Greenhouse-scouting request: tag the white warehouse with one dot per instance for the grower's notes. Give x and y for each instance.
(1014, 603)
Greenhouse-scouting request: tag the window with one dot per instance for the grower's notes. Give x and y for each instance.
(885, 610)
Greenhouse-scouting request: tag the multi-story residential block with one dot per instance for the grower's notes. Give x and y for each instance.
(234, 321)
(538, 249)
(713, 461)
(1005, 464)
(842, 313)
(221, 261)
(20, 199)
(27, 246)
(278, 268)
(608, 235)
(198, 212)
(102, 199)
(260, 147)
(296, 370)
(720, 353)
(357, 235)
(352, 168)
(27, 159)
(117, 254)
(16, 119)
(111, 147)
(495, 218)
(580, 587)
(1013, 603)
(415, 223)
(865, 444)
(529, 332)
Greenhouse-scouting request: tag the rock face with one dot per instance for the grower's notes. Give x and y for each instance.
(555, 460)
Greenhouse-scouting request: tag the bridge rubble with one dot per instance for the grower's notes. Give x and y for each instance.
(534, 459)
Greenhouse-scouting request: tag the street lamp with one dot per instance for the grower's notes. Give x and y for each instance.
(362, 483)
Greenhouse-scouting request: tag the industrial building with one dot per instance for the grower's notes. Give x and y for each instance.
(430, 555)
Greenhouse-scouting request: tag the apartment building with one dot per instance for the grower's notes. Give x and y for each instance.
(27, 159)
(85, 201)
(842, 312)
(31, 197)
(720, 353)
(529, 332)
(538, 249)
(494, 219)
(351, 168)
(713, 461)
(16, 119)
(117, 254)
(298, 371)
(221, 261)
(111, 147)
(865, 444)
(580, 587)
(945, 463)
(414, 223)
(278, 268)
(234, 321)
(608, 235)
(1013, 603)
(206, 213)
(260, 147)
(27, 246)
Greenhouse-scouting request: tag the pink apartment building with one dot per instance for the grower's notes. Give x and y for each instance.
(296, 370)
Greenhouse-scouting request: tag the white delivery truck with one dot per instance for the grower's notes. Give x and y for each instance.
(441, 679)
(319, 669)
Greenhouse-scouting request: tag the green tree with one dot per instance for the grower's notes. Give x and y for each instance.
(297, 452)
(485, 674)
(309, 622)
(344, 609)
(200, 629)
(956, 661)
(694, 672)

++++++++++

## Task objective
Exact copies of all the entries above should be returned.

## Task output
Greenhouse-scouting request: tag the white warehouse with one dot per instance for the grower's notes. Give x and y for each instance.
(1014, 603)
Greenhouse-scouting request: tag the window with one dot per instance for the grower's notes. Give x and y for each instance.
(885, 610)
Greenhouse-scouting request: tag the multi-story residential block with one dot per instance for the grower's notes. Give x and y for each instance.
(234, 321)
(538, 249)
(713, 461)
(1005, 464)
(842, 313)
(221, 261)
(20, 199)
(27, 246)
(278, 268)
(608, 235)
(198, 212)
(102, 199)
(260, 147)
(296, 370)
(720, 353)
(357, 235)
(352, 168)
(27, 159)
(117, 254)
(16, 119)
(111, 147)
(495, 218)
(580, 587)
(1013, 603)
(415, 223)
(865, 444)
(529, 332)
Greenhouse-scouting request: tag the rock face with one dot per instance for the grower's notes. Give x and y for each instance.
(555, 460)
Greenhouse-scouting request: tag the bridge rubble with one dot per instance for the grower's notes. Give x and y for each instance.
(534, 459)
Greenhouse-scouting request: tag the street lamp with one dot per instance for the grower's notes. Give x and y for each instance.
(362, 483)
Greenhouse-scouting request: tag the industrial building with one dot per instance for the grower's notes. Give x and y for each instance.
(430, 555)
Greenhouse-scouting request: tag the apartment building with one dot per instance for the grower's notes. Give x and y for each instance.
(27, 159)
(85, 201)
(842, 312)
(31, 197)
(720, 353)
(529, 332)
(538, 249)
(494, 219)
(351, 168)
(713, 461)
(16, 119)
(117, 254)
(298, 371)
(221, 261)
(111, 147)
(865, 444)
(580, 587)
(945, 463)
(414, 223)
(278, 268)
(234, 321)
(608, 235)
(1013, 603)
(206, 213)
(260, 147)
(27, 246)
Greenhouse-scouting request: tag the pink apartment building with one dot per instance for the grower's notes. Give x and y for each instance.
(296, 370)
Greenhouse-scouting request: tag the white delivery truck with one dot per instance for the grower's notes. Give x and y for each instance.
(441, 679)
(319, 669)
Greenhouse-scouting request: tag the green tree with one dot per instance for the grower's notes. Give x and y for each instance.
(297, 452)
(485, 674)
(309, 622)
(344, 609)
(200, 629)
(956, 661)
(694, 672)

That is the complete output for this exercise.